## Work task
Exact copy, no pictures: output each line below as it stands.

Stored data entries
┄┄┄┄┄┄
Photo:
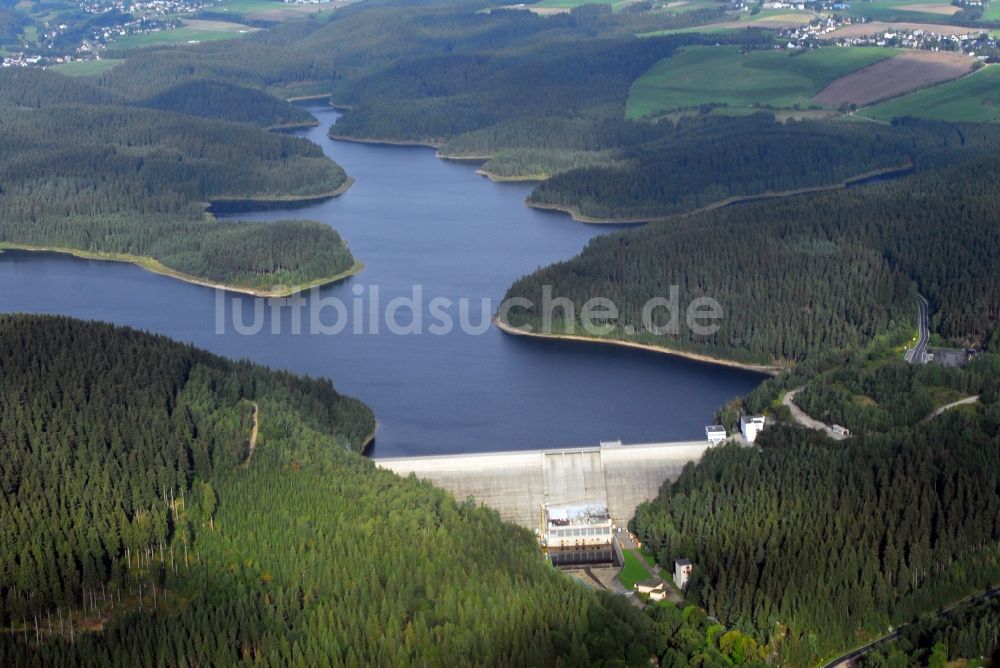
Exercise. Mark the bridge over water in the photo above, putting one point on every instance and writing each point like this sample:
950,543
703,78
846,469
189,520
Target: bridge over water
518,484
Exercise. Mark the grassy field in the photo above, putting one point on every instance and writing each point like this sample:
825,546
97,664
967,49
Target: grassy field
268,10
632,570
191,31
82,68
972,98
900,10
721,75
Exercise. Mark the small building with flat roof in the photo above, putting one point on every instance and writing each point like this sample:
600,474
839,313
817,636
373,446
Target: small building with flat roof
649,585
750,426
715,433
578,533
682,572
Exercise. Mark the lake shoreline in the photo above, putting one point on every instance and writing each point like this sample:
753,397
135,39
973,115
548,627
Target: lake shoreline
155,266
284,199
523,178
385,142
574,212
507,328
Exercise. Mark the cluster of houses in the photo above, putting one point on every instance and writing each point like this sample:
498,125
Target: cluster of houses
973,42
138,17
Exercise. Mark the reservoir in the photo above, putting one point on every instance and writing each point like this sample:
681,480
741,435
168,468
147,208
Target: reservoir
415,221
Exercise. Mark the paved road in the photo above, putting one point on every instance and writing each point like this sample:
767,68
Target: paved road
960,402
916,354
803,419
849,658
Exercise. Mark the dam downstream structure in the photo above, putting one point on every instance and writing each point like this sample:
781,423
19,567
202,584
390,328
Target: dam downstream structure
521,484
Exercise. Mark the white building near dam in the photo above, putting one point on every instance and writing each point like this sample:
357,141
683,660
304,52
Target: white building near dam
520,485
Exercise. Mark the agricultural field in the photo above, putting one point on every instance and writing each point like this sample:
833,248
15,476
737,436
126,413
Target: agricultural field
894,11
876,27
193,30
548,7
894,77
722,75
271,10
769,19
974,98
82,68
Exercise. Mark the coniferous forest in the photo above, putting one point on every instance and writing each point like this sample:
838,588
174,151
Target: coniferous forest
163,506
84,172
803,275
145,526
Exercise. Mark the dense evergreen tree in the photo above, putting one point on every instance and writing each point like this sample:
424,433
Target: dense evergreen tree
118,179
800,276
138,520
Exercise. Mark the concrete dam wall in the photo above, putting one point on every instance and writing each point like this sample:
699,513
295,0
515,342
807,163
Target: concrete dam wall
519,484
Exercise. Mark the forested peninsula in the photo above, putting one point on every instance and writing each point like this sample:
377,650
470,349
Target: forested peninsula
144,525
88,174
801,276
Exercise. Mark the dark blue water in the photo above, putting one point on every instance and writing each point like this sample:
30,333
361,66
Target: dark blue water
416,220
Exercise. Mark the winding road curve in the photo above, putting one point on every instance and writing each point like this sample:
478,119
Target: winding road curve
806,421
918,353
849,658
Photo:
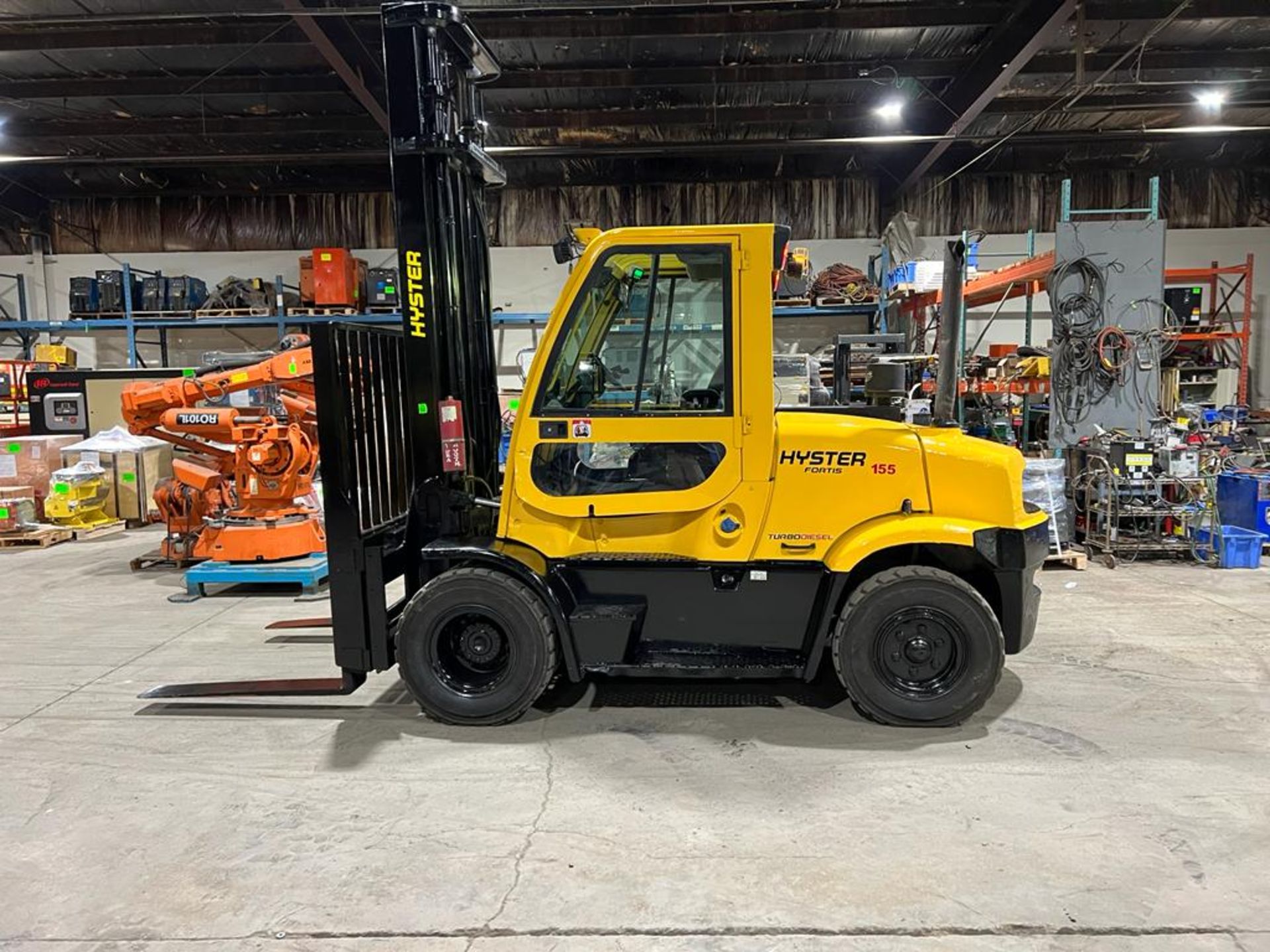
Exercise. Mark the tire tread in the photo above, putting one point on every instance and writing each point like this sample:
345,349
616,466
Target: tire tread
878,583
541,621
┄┄┄┄┄┄
## Response area
Photo:
Exercise. Mark the bridge over water in the photo above, putting one point on every instance and writing each point like this sample:
950,543
703,78
846,469
189,520
Target: bridge over water
518,484
Exercise. Mark the grassy field in the photo above, putting one point on every instance and writing each point like this sample:
825,546
97,664
967,49
Target: grassy field
268,10
632,570
191,31
82,68
972,98
900,10
721,75
Exercise. Mark the small building with flat roof in the photo above, putting one point on every instance and writing each point like this sample:
600,474
839,313
817,636
373,446
Target: small building with flat roof
649,585
750,426
715,433
578,533
682,572
Exercise. Mark the lake shoreline in the photo above, putting one point on every instance and writing each point like this sample:
753,397
135,39
973,115
548,627
Target: lake shoreline
155,266
284,199
523,178
385,142
574,212
507,328
Exercise. Mark the cluster of houses in the photo above, putting one point on every instance and writing each point like this sample:
498,125
Target: cluster of houses
973,42
138,17
Exercise. Mark the reservoir in the photo above, putting one point on every instance and writing each point like this sample:
681,480
741,435
168,468
147,208
Target: reservoir
415,221
Exercise. Mark the paved road in the photo above, putting one point on every instance and writing each point like this sample:
767,68
Target: paved road
960,402
916,354
803,419
849,658
Exercise. Mark the dam downstream structure in the photo above, putting one point on every instance and writing each point like this sample:
781,423
19,567
202,584
390,328
Target: dam downstream structure
521,484
Exercise. Mark the white building near dam in the photo above, putting one point on every instance and writing each point like this sample:
357,141
683,660
304,52
Target: white building near dam
520,485
Exercise. Mark the agricultural field in the photo above, putting one point on every instance and writing each point like this sample:
833,248
15,476
737,436
126,413
Target: agricultural field
894,11
876,27
193,30
548,7
894,77
722,75
271,10
769,19
974,98
82,68
Exercise. Mark the coniferous forest in the photo above, putting one point on every instance and writing each point like this sample:
838,588
174,151
Target: coniferous forest
163,506
84,172
803,275
145,526
Exercise. Mark the dense evergreen tree in the photo above, putting one point on every instance and writing each point like this sample:
424,433
Target: dense evergreen tree
118,179
800,276
138,520
Exercise. Mark the concrete dam wall in the photo above, putting one point on every instance and writing each point like this sample:
699,513
295,0
515,342
807,163
Target: concrete dam wall
519,484
Exercise. Mark the forested peninsula in the photo above, putting one point on every instance and writing each point like this sample:
377,650
470,349
Target: forested peninsula
144,525
88,174
801,276
Exercise. Mark the dark blue water in the photo above, putting one point on every instance and writing each point like this sample:
30,333
361,66
Target: dark blue water
416,220
Exercise. Mark the winding road curve in the photo above, putting one point on every instance and writing each point like this sample:
478,119
Target: winding road curve
806,421
918,353
849,658
Photo:
Exercise. Mark the tire tread in the photo above, putting one point on every instance and writing each point like this sample:
345,349
616,466
Target: tire tread
878,583
541,621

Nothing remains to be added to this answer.